* **Exercise details**: Reproduce the entries. Match every word.

[Data extracted from a collection]

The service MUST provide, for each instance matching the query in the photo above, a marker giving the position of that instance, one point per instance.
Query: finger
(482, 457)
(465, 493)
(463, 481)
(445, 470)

* **Response below**:
The service MUST provide, for each instance matching the query in the photo above, a marker giving the position of that instance, one point per instance.
Query: finger
(482, 457)
(465, 493)
(463, 481)
(445, 470)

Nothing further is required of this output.